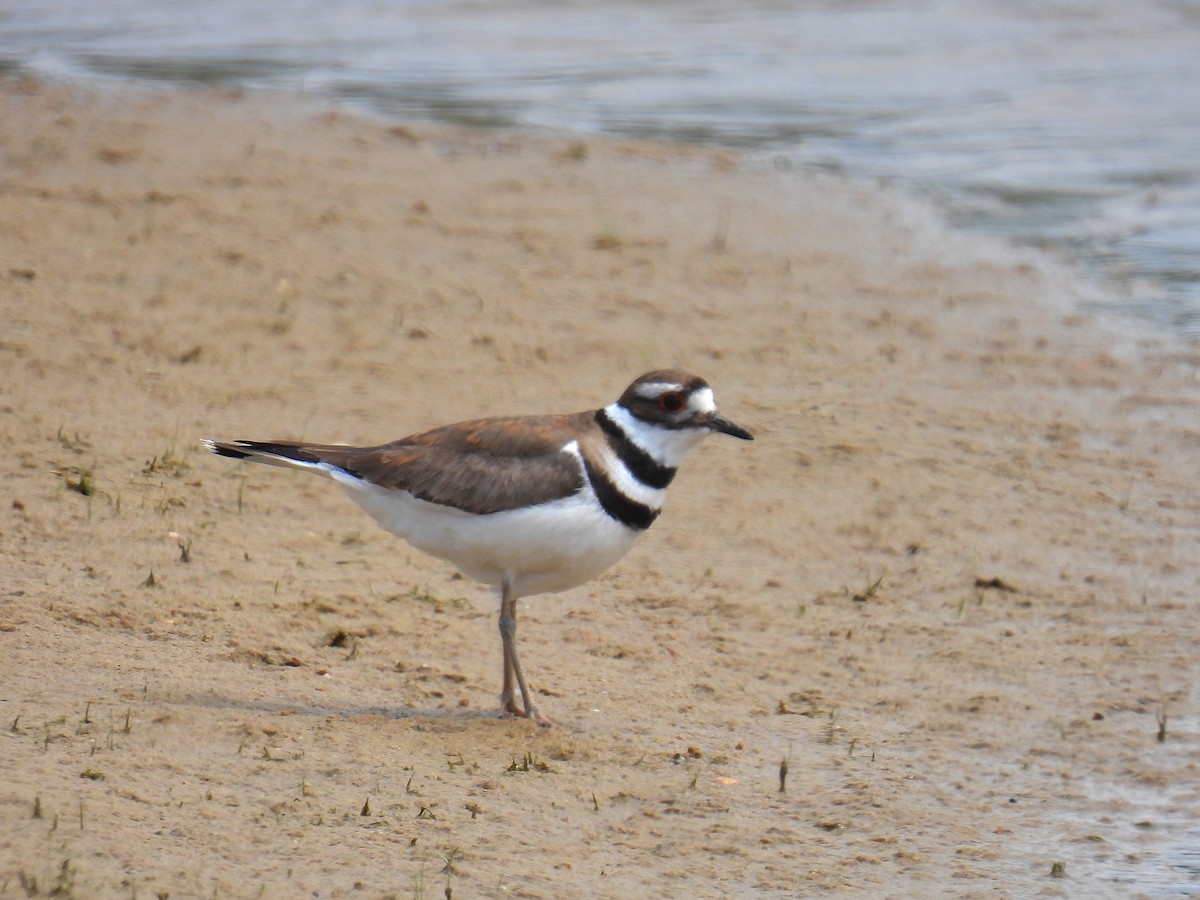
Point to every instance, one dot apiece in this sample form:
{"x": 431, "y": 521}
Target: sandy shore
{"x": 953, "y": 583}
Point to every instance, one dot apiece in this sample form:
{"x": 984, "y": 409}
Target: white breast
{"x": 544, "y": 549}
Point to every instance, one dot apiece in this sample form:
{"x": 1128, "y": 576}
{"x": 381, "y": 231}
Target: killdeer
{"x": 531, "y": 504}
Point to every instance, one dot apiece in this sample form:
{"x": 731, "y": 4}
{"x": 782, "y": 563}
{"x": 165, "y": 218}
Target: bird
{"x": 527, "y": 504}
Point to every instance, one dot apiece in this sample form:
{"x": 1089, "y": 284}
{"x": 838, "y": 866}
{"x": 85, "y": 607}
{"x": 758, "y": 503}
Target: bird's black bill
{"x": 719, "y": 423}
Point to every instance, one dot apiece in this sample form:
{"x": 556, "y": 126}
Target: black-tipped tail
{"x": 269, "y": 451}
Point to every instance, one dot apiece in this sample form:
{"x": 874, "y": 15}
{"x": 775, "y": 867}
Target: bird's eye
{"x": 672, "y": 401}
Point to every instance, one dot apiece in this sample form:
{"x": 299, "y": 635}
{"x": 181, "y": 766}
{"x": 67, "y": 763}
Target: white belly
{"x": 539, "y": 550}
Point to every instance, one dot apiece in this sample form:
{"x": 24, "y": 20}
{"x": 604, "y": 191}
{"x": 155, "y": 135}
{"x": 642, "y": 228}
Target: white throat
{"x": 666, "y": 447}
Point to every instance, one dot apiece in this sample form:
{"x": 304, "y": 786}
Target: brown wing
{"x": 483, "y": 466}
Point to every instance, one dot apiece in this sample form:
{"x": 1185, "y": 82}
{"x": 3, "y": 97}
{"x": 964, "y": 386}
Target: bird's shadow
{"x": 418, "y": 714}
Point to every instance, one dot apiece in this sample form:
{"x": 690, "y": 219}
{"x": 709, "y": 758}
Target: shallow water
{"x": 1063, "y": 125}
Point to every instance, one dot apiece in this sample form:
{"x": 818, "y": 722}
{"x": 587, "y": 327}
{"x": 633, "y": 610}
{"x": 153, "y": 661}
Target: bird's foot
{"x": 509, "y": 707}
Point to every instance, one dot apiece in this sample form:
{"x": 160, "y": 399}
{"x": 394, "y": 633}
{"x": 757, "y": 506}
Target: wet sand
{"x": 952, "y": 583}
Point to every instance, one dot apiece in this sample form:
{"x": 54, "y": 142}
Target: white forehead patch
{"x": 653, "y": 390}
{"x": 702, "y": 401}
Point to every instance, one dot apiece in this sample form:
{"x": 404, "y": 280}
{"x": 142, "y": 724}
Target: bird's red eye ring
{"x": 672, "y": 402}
++++++++
_PROBLEM DESCRIPTION_. Repeat the records above exactly, leaving out the pictures.

_THE RESULT_.
Point to every instance, one dot apiece in this sample form:
{"x": 431, "y": 521}
Target: sandy shore
{"x": 953, "y": 583}
Point to every instance, one dot apiece in this sample form:
{"x": 984, "y": 409}
Target: white breast
{"x": 544, "y": 549}
Point to every instance, one dot apiece in this sample form:
{"x": 1128, "y": 576}
{"x": 381, "y": 231}
Target: killdeer
{"x": 531, "y": 504}
Point to every instance, one dot apiece in this sample form:
{"x": 731, "y": 4}
{"x": 782, "y": 563}
{"x": 165, "y": 218}
Target: bird
{"x": 527, "y": 504}
Point to every instance, one dot apiece in this sample form:
{"x": 1089, "y": 284}
{"x": 838, "y": 866}
{"x": 85, "y": 607}
{"x": 758, "y": 503}
Target: bird's black bill
{"x": 719, "y": 423}
Point to every instance, one dot apiece in this sample form:
{"x": 556, "y": 126}
Target: black-tipped tail
{"x": 269, "y": 451}
Point to every instance, one dot apiece in this sample form:
{"x": 874, "y": 15}
{"x": 775, "y": 867}
Target: bird's eye
{"x": 672, "y": 401}
Point to every instance, one dot apiece in this sample form:
{"x": 299, "y": 635}
{"x": 181, "y": 766}
{"x": 67, "y": 763}
Target: white belly
{"x": 539, "y": 550}
Point to every instance, one dot apiece in this sample form:
{"x": 24, "y": 20}
{"x": 604, "y": 191}
{"x": 155, "y": 135}
{"x": 642, "y": 228}
Target: white throat
{"x": 666, "y": 447}
Point to every instance, one dot apiece in this sample form:
{"x": 304, "y": 786}
Target: brown wing
{"x": 483, "y": 466}
Point to every instance, one dot apiece in this sample form:
{"x": 1185, "y": 82}
{"x": 3, "y": 97}
{"x": 964, "y": 386}
Target: bird's shadow
{"x": 418, "y": 714}
Point to every instance, one dot apiece in this sample form:
{"x": 690, "y": 219}
{"x": 709, "y": 758}
Target: shallow water
{"x": 1063, "y": 125}
Point to every instance, one dot apiece in this sample form:
{"x": 818, "y": 722}
{"x": 587, "y": 327}
{"x": 633, "y": 610}
{"x": 153, "y": 661}
Target: bird's foot
{"x": 509, "y": 707}
Point to every instance, one dot apiece in this sample form:
{"x": 160, "y": 399}
{"x": 394, "y": 633}
{"x": 757, "y": 506}
Target: wet sand
{"x": 952, "y": 583}
Point to every instance, one dot apiece in this sample form:
{"x": 54, "y": 142}
Target: white forehead patch
{"x": 653, "y": 390}
{"x": 702, "y": 401}
Point to every instance, one dot apiece in this sample form:
{"x": 404, "y": 280}
{"x": 142, "y": 724}
Target: bird's red eye ring
{"x": 672, "y": 402}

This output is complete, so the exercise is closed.